## Assignment
Return every line of the data that contains the string "cheek".

============================================================

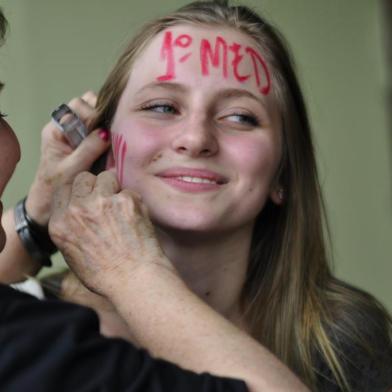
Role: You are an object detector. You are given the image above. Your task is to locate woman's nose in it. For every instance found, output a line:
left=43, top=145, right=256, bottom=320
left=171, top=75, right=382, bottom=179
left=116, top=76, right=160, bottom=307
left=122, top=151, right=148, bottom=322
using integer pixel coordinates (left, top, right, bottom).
left=171, top=116, right=218, bottom=158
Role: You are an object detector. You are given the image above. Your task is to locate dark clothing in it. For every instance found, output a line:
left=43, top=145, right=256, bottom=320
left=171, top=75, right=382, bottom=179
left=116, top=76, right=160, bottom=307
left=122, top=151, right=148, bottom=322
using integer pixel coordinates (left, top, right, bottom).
left=315, top=339, right=392, bottom=392
left=1, top=283, right=391, bottom=392
left=314, top=292, right=392, bottom=392
left=0, top=284, right=248, bottom=392
left=316, top=349, right=392, bottom=392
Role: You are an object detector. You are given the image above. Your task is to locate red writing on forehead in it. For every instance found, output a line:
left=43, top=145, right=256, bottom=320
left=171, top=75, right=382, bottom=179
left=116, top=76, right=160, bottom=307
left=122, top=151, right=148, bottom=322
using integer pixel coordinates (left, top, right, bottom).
left=201, top=36, right=228, bottom=78
left=157, top=31, right=271, bottom=95
left=158, top=31, right=193, bottom=81
left=113, top=133, right=127, bottom=187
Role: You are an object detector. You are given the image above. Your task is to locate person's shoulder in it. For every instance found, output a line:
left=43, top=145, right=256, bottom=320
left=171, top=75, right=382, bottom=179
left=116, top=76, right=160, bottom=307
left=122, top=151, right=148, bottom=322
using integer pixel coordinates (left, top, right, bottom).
left=0, top=283, right=36, bottom=308
left=317, top=279, right=392, bottom=391
left=328, top=279, right=391, bottom=346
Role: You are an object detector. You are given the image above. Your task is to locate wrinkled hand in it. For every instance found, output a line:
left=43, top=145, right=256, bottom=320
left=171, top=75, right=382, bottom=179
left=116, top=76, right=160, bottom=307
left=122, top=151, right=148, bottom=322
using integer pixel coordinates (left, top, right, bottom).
left=26, top=92, right=110, bottom=225
left=48, top=171, right=169, bottom=296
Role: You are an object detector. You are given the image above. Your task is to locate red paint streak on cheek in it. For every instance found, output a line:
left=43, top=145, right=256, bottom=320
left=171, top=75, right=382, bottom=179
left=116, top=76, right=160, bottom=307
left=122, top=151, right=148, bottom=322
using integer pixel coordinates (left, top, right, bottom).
left=245, top=47, right=271, bottom=95
left=112, top=134, right=120, bottom=176
left=200, top=36, right=228, bottom=78
left=112, top=134, right=127, bottom=186
left=119, top=137, right=127, bottom=186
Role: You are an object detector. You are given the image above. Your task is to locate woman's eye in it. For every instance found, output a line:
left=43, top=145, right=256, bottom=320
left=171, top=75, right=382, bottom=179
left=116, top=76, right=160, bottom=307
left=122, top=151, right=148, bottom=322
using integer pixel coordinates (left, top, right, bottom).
left=141, top=103, right=178, bottom=115
left=225, top=113, right=259, bottom=127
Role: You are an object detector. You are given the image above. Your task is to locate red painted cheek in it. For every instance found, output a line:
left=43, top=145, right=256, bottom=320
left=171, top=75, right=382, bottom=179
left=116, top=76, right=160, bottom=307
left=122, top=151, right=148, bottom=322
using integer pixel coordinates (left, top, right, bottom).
left=112, top=133, right=128, bottom=186
left=226, top=136, right=277, bottom=176
left=114, top=122, right=169, bottom=171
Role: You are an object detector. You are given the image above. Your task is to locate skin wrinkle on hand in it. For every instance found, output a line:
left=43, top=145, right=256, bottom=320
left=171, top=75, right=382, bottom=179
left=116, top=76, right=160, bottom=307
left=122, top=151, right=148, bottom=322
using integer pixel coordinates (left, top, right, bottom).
left=157, top=30, right=271, bottom=95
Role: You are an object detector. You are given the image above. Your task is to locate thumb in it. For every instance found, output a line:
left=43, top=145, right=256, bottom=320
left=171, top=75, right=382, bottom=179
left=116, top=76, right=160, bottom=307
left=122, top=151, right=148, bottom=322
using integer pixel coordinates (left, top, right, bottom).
left=66, top=128, right=111, bottom=172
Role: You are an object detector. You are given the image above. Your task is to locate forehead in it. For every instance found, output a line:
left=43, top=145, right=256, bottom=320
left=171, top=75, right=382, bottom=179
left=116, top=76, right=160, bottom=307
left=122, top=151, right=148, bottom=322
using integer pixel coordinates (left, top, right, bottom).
left=128, top=24, right=274, bottom=100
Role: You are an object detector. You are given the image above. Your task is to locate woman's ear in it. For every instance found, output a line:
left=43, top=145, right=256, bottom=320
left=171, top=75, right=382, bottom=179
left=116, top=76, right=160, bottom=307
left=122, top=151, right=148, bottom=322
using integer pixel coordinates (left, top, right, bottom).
left=270, top=186, right=285, bottom=205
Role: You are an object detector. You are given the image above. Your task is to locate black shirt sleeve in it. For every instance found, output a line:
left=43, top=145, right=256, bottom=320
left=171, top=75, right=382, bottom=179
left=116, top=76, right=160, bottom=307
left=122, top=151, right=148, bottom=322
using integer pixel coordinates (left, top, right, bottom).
left=0, top=284, right=248, bottom=392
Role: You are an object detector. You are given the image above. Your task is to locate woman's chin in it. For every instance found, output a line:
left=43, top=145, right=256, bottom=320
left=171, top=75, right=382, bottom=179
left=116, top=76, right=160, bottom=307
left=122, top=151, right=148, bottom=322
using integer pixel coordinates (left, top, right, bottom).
left=151, top=212, right=222, bottom=234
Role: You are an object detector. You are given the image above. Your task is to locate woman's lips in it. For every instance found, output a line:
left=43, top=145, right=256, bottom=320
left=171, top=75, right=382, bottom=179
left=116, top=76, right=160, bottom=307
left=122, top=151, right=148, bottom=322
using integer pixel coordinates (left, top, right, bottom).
left=156, top=167, right=228, bottom=193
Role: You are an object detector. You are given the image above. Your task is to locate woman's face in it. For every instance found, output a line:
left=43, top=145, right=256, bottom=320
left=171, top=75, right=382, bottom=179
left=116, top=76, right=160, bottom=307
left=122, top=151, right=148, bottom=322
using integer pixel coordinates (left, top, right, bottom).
left=0, top=117, right=21, bottom=251
left=111, top=24, right=282, bottom=234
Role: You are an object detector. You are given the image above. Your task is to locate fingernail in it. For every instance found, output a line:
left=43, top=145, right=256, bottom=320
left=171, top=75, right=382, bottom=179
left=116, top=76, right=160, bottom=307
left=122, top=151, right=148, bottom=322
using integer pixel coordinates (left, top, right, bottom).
left=98, top=129, right=110, bottom=142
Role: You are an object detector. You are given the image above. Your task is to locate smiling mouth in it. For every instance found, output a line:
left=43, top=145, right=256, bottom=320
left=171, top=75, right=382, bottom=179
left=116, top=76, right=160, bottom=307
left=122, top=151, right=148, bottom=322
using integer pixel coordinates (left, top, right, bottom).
left=156, top=168, right=228, bottom=193
left=174, top=176, right=223, bottom=185
left=156, top=167, right=228, bottom=183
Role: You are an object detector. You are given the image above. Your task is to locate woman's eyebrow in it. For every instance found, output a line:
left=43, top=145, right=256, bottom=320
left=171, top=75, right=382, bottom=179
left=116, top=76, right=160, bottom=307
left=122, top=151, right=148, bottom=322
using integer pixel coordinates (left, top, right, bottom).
left=134, top=82, right=188, bottom=98
left=216, top=88, right=265, bottom=106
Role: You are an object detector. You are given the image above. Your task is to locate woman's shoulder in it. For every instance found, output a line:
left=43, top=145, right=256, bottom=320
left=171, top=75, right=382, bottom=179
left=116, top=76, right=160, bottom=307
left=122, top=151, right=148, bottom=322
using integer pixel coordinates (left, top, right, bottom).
left=316, top=279, right=392, bottom=391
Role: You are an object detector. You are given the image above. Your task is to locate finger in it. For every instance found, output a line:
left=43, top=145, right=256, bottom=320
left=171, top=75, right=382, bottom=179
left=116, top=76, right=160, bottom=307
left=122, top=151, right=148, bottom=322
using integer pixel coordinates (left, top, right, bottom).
left=65, top=128, right=110, bottom=172
left=118, top=189, right=144, bottom=214
left=93, top=171, right=120, bottom=197
left=67, top=96, right=96, bottom=127
left=48, top=182, right=73, bottom=246
left=44, top=96, right=96, bottom=143
left=70, top=171, right=96, bottom=201
left=61, top=271, right=85, bottom=300
left=51, top=182, right=72, bottom=218
left=120, top=188, right=143, bottom=203
left=81, top=91, right=97, bottom=108
left=139, top=199, right=150, bottom=219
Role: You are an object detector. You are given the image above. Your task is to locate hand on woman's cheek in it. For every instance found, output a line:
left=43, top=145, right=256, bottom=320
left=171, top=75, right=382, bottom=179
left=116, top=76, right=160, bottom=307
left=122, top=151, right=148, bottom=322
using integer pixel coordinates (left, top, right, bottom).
left=49, top=170, right=172, bottom=297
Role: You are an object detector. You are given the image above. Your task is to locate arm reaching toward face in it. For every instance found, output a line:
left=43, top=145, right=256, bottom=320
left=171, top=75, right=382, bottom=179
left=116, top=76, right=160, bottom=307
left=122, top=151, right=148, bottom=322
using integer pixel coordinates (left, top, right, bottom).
left=0, top=92, right=110, bottom=283
left=49, top=171, right=309, bottom=392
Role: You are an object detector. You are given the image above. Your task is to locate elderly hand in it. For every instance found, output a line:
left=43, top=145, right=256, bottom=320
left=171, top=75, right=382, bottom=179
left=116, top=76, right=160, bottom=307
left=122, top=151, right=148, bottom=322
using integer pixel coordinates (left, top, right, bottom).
left=26, top=92, right=110, bottom=225
left=48, top=171, right=171, bottom=296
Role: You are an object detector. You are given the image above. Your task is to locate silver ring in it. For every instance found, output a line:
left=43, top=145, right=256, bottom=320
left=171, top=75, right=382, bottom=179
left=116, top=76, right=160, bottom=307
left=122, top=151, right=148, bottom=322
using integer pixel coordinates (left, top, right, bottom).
left=51, top=104, right=88, bottom=148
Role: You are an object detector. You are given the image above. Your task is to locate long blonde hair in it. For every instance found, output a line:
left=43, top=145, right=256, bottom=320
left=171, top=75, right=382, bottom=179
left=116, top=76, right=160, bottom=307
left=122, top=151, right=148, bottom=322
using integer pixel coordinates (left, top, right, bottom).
left=92, top=1, right=392, bottom=389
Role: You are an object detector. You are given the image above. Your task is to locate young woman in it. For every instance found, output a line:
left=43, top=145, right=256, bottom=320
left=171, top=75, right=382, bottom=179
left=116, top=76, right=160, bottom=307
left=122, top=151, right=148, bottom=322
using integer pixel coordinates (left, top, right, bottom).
left=1, top=1, right=391, bottom=391
left=0, top=8, right=305, bottom=392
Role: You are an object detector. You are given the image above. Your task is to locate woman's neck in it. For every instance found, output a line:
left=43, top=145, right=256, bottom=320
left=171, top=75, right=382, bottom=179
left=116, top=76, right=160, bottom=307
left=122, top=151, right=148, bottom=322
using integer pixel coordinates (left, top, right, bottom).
left=155, top=224, right=253, bottom=325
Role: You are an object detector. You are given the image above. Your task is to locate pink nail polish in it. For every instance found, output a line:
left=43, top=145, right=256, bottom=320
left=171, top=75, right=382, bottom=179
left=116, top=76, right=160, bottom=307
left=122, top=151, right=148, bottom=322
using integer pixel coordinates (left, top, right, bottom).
left=98, top=129, right=110, bottom=142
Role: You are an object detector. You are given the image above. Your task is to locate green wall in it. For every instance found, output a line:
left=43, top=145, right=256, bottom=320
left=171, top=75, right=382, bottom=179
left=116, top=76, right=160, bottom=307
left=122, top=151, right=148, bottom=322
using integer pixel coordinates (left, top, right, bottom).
left=1, top=0, right=391, bottom=312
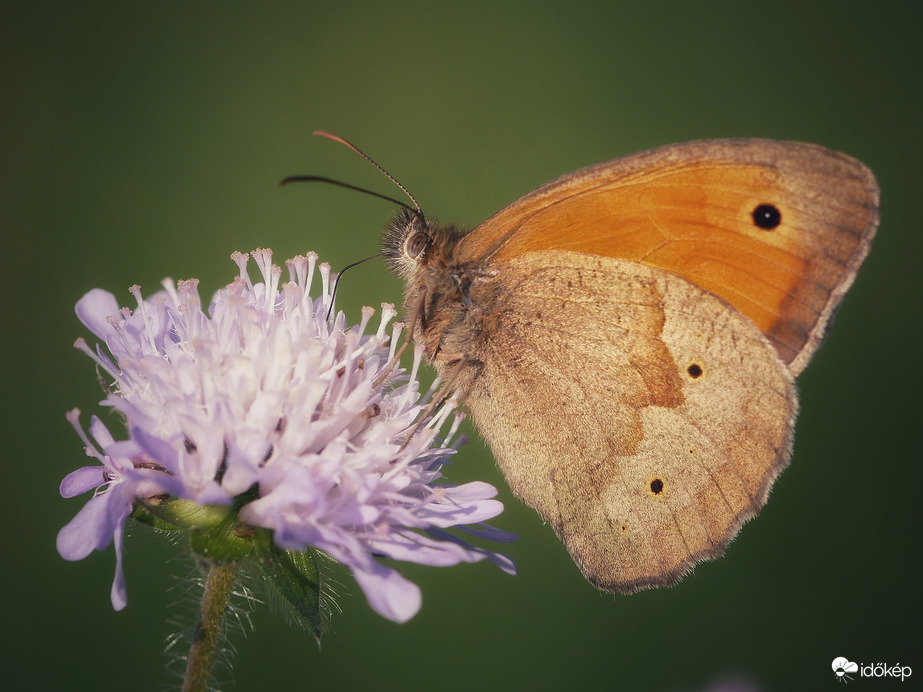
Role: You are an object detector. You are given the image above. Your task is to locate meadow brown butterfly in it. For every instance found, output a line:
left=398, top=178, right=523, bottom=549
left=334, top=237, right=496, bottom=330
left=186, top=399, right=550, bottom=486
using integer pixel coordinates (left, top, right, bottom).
left=313, top=135, right=879, bottom=594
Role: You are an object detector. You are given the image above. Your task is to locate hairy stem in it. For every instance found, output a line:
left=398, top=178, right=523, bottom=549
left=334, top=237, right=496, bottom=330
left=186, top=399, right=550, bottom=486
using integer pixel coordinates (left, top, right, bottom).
left=183, top=562, right=238, bottom=692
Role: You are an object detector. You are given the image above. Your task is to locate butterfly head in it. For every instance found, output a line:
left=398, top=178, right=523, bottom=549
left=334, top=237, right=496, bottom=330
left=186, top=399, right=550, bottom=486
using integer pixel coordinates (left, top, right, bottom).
left=382, top=207, right=433, bottom=280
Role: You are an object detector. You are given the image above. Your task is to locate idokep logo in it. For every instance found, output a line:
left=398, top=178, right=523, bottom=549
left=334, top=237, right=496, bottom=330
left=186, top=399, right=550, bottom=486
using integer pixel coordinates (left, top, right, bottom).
left=832, top=657, right=913, bottom=683
left=832, top=658, right=859, bottom=683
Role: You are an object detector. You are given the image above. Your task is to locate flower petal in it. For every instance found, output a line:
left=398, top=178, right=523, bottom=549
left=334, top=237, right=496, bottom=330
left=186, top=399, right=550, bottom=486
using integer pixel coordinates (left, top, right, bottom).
left=110, top=516, right=128, bottom=610
left=57, top=492, right=116, bottom=560
left=59, top=465, right=107, bottom=498
left=351, top=562, right=422, bottom=623
left=75, top=288, right=121, bottom=341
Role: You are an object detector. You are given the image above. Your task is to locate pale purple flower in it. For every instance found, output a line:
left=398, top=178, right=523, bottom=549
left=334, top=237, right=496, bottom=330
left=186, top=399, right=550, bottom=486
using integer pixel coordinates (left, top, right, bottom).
left=57, top=249, right=515, bottom=622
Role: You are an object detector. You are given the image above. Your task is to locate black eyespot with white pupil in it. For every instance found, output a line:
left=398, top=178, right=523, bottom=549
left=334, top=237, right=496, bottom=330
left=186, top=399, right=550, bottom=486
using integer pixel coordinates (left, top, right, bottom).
left=405, top=231, right=428, bottom=259
left=751, top=203, right=782, bottom=230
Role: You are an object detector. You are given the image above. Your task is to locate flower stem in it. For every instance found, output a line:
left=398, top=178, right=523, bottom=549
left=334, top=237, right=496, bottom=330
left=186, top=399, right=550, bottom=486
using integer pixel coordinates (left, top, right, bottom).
left=183, top=562, right=238, bottom=692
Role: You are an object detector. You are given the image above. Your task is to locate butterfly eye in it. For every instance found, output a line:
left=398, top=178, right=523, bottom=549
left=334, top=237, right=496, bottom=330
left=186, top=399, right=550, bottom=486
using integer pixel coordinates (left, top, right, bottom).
left=405, top=231, right=429, bottom=259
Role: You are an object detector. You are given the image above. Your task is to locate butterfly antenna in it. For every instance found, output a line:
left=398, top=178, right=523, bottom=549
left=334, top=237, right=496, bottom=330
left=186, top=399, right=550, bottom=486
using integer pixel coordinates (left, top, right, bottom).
left=313, top=130, right=424, bottom=219
left=279, top=175, right=417, bottom=213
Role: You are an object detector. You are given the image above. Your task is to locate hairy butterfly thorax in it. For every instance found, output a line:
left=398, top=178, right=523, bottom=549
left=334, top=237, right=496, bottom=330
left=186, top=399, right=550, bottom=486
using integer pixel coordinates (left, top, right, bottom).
left=383, top=207, right=495, bottom=371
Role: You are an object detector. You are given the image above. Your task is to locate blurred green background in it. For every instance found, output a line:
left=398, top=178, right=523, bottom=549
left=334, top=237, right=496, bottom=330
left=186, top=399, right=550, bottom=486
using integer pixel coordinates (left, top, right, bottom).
left=4, top=2, right=920, bottom=690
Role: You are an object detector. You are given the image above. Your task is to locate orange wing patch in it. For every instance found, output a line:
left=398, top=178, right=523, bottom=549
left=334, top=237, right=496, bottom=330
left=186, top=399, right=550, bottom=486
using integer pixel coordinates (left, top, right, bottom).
left=459, top=141, right=878, bottom=372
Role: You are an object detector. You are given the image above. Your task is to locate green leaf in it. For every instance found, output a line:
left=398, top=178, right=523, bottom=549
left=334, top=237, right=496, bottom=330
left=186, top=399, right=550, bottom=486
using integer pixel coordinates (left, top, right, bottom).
left=255, top=531, right=324, bottom=639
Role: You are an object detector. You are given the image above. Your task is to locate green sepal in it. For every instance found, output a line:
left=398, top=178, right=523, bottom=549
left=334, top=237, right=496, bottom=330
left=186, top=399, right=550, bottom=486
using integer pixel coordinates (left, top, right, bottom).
left=132, top=499, right=231, bottom=533
left=254, top=529, right=324, bottom=639
left=187, top=507, right=256, bottom=563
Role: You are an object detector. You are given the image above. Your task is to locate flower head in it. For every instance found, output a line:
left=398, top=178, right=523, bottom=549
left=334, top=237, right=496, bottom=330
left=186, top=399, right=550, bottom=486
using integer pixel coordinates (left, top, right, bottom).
left=58, top=249, right=514, bottom=623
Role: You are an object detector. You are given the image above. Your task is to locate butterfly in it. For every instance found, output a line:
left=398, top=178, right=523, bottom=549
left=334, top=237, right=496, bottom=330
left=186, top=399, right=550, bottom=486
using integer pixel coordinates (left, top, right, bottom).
left=306, top=135, right=879, bottom=593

============================================================

## Exercise solution
Role: You are an object detector. You are given the image above. Your task is to locate red paint streak on cheek in it. For every instance found, output a line:
Role: You are an object detector. You are given the image above. Your task is to locate red painted cheek in it. For every instance found, output a line:
Role: You are an object detector. You are given the image above. Your task is to locate hand on woman's cheek in it. For every instance found, output a line:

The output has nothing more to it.